*Text section:*
======

Things that I can do in the future if I overcome some of my OCD challenges and learn to better regulate my symptoms:
  • Channel my attention to detail and persistence so that I can use it for things that I want to accomplish rather than what I feel I should accomplish.
  • Go back to school and do it on my terms, not OCD's, and see if I can succeed and perhaps even do better and be happier without giving into the disorder's demands.
  • Get a cat (or two!) and be able to take care of it...I have always, always wanted a cat but have never had one.
  • Handle having kids (sometime very far, far, far in the future, if I have that wonderful opportunity).
  • Help others with OCD more effectively by having had, and by learning from, the whole first-hand experience of using CBT/ERP to overcome and conquer OCD challenges successfully.

And finally, I'd also like to mention a few things that challenging my OCD has allowed me to do thus far:
  • Start this blog.
  • Consider exciting job opportunities for the future.
  • Take the chance of remaining single and to consider pursuing new relationships.
  • Attend the OCD conference, where I learned more about OCD and had the wonderful opportunity to meet more sufferers like myself! 
Of course, this list is far from exhaustive and I'll probably develop it further offline, but these are at least some of the big highlights in the list of things I might have done had I gotten treatment earlier, things I hope to do soon if I can get my current symptoms under control, and things I want to do in the future that OCD, if left un-managed, could jeopardize.

These are the reasons that, at this point in my treatment, and with all the knowledge I now have about OCD and the methods used to overcome it, I should really start putting that knowledge into practice more consistently to help myself achieve the things I would like to achieve.

======

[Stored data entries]
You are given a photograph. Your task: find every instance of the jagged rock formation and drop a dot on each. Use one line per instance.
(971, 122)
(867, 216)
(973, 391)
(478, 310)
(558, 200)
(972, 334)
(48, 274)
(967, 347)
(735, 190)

======

*Required actions:*
**1.** Reproduce the OCD passage word for word, beginning at the words "Things that I can" and stopping after "I should accomplish.".
**2.** List each thing that, according to the OCD passage, challenging OCD has already allowed the writer to do.
Rely only on the OCD passage, not on the listing.

*Answers for each item:*
**1.**
Things that I can do in the future if I overcome some of my OCD challenges and learn to better regulate my symptoms:
  • Channel my attention to detail and persistence so that I can use it for things that I want to accomplish rather than what I feel I should accomplish.

**2.**
- Start this blog.
- Consider exciting job opportunities for the future.
- Take the chance of remaining single and consider pursuing new relationships.
- Attend the OCD conference.